--- EXERCICE COURT 1 ---
Recopiez le passage du texte sur le management qui commence à « Si la même personne » et se termine à « de cette approche. », en changeant « facteurs bloquants » en « freins ».
--- EXERCICE COURT 2 ---
D'après le texte sur le management, qu'est-ce qui constitue la première cause de démission ?
--- EXERCICE COURT 3 ---
Résumez en deux phrases le texte sur le management.

Par Gilles Verrier,
Directeur général d’Identité RH
Co-Directeur de l’Executive master RH de Sciences Po
Hier, pour ceux qui organisaient et animaient un travail normé et taylorien, l’enjeu premier résidait dans la qualité de l’exécution. En découlait un mode de management directif, centré sur la tâche et le contrôle, consacré au « comment », pas au « pourquoi ». Mais le contenu du travail s’est radicalement transformé, nous le vivons tous au quotidien. Désormais, l’enjeu premier, aussi bien pour l’individu que pour le collectif, est dans l’engagement, l’intelligence des situations et la prise d’initiatives : ce sont ces éléments qui conditionnent la performance. Et les formes contemporaines du travail requièrent un autre mode de management.
Par ailleurs, l’exercice de l’autorité a radicalement changé en quelques décennies dans la vie hors travail. Pour ne prendre qu’un exemple, la cellule familiale fonctionne désormais sur le mode de l’écoute et de l’échange, de la prise en compte de l’avis de chacun. Même lorsque la décision relève de l’adulte seul, elle est expliquée. Alors que trop souvent, l’entreprise en reste aux approches anciennes du management. Celles-ci ne correspondent donc plus ni au besoin, ni à l’époque actuelle. Cette double inadéquation provoque tensions et inefficacité.
Si la même personne exerce hors travail une forme d’autorité moderne et en tant que manager une autorité ancienne et inadaptée, c’est bien que les facteurs bloquants ne relèvent pas d’abord de l’individu, mais de l’entreprise et de ce qu’elle génère.
Des travaux récents, ainsi que quelques expériences d’entreprise, ont crédibilisé l’hypothèse d’une disparition à terme du management, les fonctions habituellement dévolues au manager (régulation, animation, organisation, information, etc.) étant désormais éclatées au sein de l’équipe. Mais nous sommes encore loin de la généralisation de cette approche.
Au quotidien, le manager reste l’interface principale du collaborateur avec l’entreprise. Pour le meilleur et pour le pire : le manager est le vecteur premier de l’engagement et il constitue la première cause de démission. Plus globalement, le niveau de performance du collaborateur est d’abord dépendant de la qualité de l’animation de son manager.

(Lignes d'un jeu de données de pointage)

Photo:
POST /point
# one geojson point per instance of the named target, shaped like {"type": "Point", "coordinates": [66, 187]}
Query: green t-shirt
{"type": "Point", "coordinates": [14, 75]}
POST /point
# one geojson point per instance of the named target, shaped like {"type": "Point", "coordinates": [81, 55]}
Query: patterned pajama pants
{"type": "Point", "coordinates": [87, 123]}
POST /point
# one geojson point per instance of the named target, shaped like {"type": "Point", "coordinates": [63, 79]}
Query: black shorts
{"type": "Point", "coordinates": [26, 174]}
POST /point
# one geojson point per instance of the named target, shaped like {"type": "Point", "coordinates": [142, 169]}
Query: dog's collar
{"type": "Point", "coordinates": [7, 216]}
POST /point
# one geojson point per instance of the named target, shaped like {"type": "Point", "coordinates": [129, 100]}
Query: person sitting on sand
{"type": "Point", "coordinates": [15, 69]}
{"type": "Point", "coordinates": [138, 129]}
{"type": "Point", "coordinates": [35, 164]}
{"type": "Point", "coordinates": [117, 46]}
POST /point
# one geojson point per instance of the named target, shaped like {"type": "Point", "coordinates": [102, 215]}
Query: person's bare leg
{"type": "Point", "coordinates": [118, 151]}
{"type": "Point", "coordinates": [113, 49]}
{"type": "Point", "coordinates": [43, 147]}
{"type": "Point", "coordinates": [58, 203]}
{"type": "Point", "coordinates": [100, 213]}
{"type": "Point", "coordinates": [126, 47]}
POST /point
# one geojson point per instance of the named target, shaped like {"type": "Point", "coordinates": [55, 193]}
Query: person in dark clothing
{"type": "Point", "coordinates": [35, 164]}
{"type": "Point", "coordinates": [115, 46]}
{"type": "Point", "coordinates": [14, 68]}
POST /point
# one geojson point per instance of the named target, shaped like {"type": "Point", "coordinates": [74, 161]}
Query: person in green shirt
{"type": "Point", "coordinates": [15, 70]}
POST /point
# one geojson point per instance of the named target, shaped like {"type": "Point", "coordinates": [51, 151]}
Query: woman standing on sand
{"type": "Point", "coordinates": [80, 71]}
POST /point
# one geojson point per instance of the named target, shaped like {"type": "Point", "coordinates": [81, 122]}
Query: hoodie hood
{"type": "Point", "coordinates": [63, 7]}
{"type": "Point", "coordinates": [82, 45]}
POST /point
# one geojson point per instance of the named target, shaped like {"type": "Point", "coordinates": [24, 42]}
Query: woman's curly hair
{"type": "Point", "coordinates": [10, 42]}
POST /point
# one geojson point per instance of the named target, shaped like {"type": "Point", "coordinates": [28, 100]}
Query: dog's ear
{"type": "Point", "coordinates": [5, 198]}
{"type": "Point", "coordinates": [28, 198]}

--- RÉSULTAT ATTENDU 1 ---
Si la même personne exerce hors travail une forme d’autorité moderne et en tant que manager une autorité ancienne et inadaptée, c’est bien que les freins ne relèvent pas d’abord de l’individu, mais de l’entreprise et de ce qu’elle génère.
Des travaux récents, ainsi que quelques expériences d’entreprise, ont crédibilisé l’hypothèse d’une disparition à terme du management, les fonctions habituellement dévolues au manager (régulation, animation, organisation, information, etc.) étant désormais éclatées au sein de l’équipe. Mais nous sommes encore loin de la généralisation de cette approche.

--- RÉSULTAT ATTENDU 2 ---
Le manager constitue la première cause de démission.

--- RÉSULTAT ATTENDU 3 ---
Le contenu du travail s'étant radicalement transformé, l'enjeu premier n'est plus la qualité de l'exécution mais l'engagement, l'intelligence des situations et la prise d'initiatives, ce qui requiert un autre mode de management que l'approche directive ancienne à laquelle l'entreprise en reste trop souvent. Bien que l'hypothèse d'une disparition à terme du management ait été crédibilisée, le manager reste l'interface principale du collaborateur avec l'entreprise, et la performance de celui-ci dépend d'abord de la qualité de l'animation de son manager.